▸ ЗАДАНИЯ:
1. Почему, согласно тексту об экспериментах Галилея с падающими телами, менее плотное тело при падении вначале опережает более плотное? Ответьте в одном–трех предложениях.
2. Выведите отрывок из текста об экспериментах Галилея, начиная со слов «До недавнего времени» и заканчивая словами «оба предмета одновременно36.».

▸ ТЕКСТ ДЛЯ ЧТЕНИЯ:
=-=-=

До недавнего времени с экспериментами Галилея с падающими телами было связано несколько загадок. Одна из них восходит к его странному наблюдению, приведенному в трактате «О движении», что менее плотное тело при падении вначале опережает более плотное тело, которое затем нагоняет его. В 1980-е годы историк науки Томас Сеттл повторил эксперименты Галилея с участием психолога и, к своему изумлению, обнаружил то же, на что в свое время обратил внимание Галилей. Дальнейшие исследования пролили свет на эту загадку: от удерживания более тяжелого предмета рука больше устает, что заставляет экспериментатора отпускать предмет медленнее, хотя сам он убежден, что бросает оба предмета одновременно36.
Еще одна недавно раскрытая загадка касается описания Вивиани и того, почему, если эксперимент на Пизанской башне действительно имел место, Галилей ни разу не упомянул о нем в своих собственных сочинениях. В 70-е годы ХХ столетия историк науки Стиллман Дрейк, изучавший наследие Галилея, внимательно проанализировал переписку ученого за 1641–1642 годы. Галилей, к тому времени уже практически слепой и находившийся под домашним арестом, просил Вивиани читать ему вслух приходившие письма и диктовал ответы. В начале 1641 года Галилей получил несколько писем от своего старого друга и коллеги Винченцо Реньери, который незадолго до того стал профессором математики в Пизанском университете, заняв ту кафедру, во главе которой когда-то стоял сам Галилей.
В одном из писем Реньери упомянул о своем эксперименте, в ходе которого он сбросил два шара – один деревянный, другой свинцовый – с «верха соборной звонницы», каковой и является знаменитая «Падающая башня». Ответ Галилея не дошел до нас, однако из следующего письма Реньери становится ясно, что Галилей в этом ответе сослался на собственное описание подобных экспериментов в «Беседах и математических доказательствах» и предложил Реньери повторить эксперимент с телами разного веса, но сделанными из одного и того же материала, чтобы выяснить, не влияет ли выбор материала на результат (как оказалось, не влияет). Письмо Реньери оживило воспоминания Галилея о его собственных экспериментах в Пизе с падающими телами из одинакового материала, которые он, вероятно, описывал Реньери или, по меньшей мере, Вивиани. Если это действительно так, то становится ясным, откуда Вивиани была известна история, которую сам Галилей мог давно забыть, и почему Вивиани в своем сочинении совершенно определенно сообщает, что Галилей пользовался шарами из одного и того же материала.
Конечно, труд Вивиани не свободен от неточностей; обычно это незначительные ошибки в хронологии, в оценке значимости и в отдельных мелких деталях. С другой стороны, почему Галилей должен был обязательно упоминать в своих сочинениях Пизанскую башню? Он упоминает о «высоких строениях», и тот факт, что одним из таких высоких строений была Пизанская башня – весьма второстепенная особенность эксперимента, никак не влияющая на достоверность и ценность его результатов. После анализа всех имевшихся в нашем распоряжении материалов Дрейк пришел к выводу, что в письме к Реньери Галилей, возможно, описал эксперимент с падающими телами, который он провел именно на Пизанской башне, и данное описание и стало источником знаменитой истории в книге Вивиани37.

=-=-=

▸ ФРАГМЕНТ ДАННЫХ:
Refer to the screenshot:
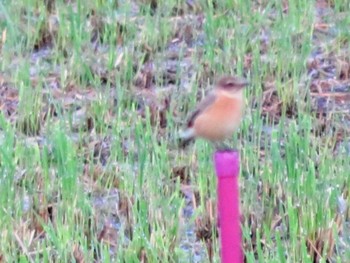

=-=-=

▸ ОЖИДАЕМЫЕ ОТВЕТЫ:
1. Рука, удерживающая более тяжелый предмет, сильнее устает, поэтому экспериментатор отпускает его медленнее. При этом сам экспериментатор убежден, что бросает оба предмета одновременно.

2.
До недавнего времени с экспериментами Галилея с падающими телами было связано несколько загадок. Одна из них восходит к его странному наблюдению, приведенному в трактате «О движении», что менее плотное тело при падении вначале опережает более плотное тело, которое затем нагоняет его. В 1980-е годы историк науки Томас Сеттл повторил эксперименты Галилея с участием психолога и, к своему изумлению, обнаружил то же, на что в свое время обратил внимание Галилей. Дальнейшие исследования пролили свет на эту загадку: от удерживания более тяжелого предмета рука больше устает, что заставляет экспериментатора отпускать предмет медленнее, хотя сам он убежден, что бросает оба предмета одновременно36.